# TEKS SUMBER:
-----
Hukum Sutroh Sholat dalam 4 Madzhab
Hukum Sutroh Sholat dalam 4 Madzhab
Sutroh (penghalang) di depan orang yang
Sholat, baik dia sebagai imam atau munfarid (sholat sendirian),
hukumnya adalah sunnah muakkadah (sunnah yang sangat ditekankan). Hal
ini merupakan kesepakatan dari empat mazhab fiqih: Hanafiyah, Malikiyah,
Syafi’iyah, dan Hanabilah, serta disebutkan adanya Ijma’ (kesepakatan ulama)
atas hal tersebut.
Dalil-dalil dari Sunnah:
Dari Abu
Sa’id Al-Khudri رَضِيَ اللَّهُ عَنْهُ, ia berkata: Rosulullah ﷺ bersabda:
«إِذَا صَلَّى أَحَدُكُمْ فَلْيُصَلِّ إِلَى سُتْرَةٍ وَلْيَدْنُ مِنْهَا»
“Jika
salah seorang dari kalian Sholat, maka hendaklah ia Sholat menghadap sutroh dan
hendaklah ia mendekat kepadanya.” (HSR. Abu Dawud no. 698)
-----
# CUPLIKAN ENTRI:
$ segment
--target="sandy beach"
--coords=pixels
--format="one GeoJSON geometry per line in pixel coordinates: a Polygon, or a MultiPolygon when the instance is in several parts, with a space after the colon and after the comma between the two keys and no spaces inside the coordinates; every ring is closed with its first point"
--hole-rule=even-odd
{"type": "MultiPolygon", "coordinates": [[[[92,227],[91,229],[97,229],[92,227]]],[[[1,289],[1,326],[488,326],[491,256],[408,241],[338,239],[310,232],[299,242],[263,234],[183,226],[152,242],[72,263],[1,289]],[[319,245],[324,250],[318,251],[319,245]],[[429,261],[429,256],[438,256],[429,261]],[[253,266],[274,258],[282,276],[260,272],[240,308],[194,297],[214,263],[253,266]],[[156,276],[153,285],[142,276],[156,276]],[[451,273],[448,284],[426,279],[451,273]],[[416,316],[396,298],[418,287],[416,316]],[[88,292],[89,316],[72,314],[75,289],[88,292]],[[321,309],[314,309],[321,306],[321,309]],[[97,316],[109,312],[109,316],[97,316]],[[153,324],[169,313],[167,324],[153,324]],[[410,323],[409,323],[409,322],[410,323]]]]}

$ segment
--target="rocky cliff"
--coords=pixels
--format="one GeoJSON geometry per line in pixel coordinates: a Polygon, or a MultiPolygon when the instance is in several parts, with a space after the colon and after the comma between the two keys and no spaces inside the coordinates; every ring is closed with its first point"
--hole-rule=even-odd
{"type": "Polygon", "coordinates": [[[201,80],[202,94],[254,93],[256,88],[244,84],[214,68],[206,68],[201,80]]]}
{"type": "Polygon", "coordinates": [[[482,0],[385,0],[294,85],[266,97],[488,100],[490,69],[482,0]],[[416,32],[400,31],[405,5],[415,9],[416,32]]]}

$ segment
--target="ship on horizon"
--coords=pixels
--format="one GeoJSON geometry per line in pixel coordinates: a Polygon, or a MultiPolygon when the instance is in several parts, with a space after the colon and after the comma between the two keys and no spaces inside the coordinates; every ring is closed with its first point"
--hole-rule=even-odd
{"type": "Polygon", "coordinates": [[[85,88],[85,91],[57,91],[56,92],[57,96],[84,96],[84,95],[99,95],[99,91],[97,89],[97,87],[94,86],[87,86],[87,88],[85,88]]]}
-----
# LATIHAN MENULIS:
Tuliskan kembali seluruh teks tentang hukum sutroh sholat, kata demi kata tanpa mengubah apa pun. Entri-entri itu bahan tersendiri, terpisah dari teks tentang hukum sutroh sholat.

# JAWABAN:
Hukum Sutroh Sholat dalam 4 Madzhab
Hukum Sutroh Sholat dalam 4 Madzhab
Sutroh (penghalang) di depan orang yang
Sholat, baik dia sebagai imam atau munfarid (sholat sendirian),
hukumnya adalah sunnah muakkadah (sunnah yang sangat ditekankan). Hal
ini merupakan kesepakatan dari empat mazhab fiqih: Hanafiyah, Malikiyah,
Syafi’iyah, dan Hanabilah, serta disebutkan adanya Ijma’ (kesepakatan ulama)
atas hal tersebut.
Dalil-dalil dari Sunnah:
Dari Abu
Sa’id Al-Khudri رَضِيَ اللَّهُ عَنْهُ, ia berkata: Rosulullah ﷺ bersabda:
«إِذَا صَلَّى أَحَدُكُمْ فَلْيُصَلِّ إِلَى سُتْرَةٍ وَلْيَدْنُ مِنْهَا»
“Jika
salah seorang dari kalian Sholat, maka hendaklah ia Sholat menghadap sutroh dan
hendaklah ia mendekat kepadanya.” (HSR. Abu Dawud no. 698)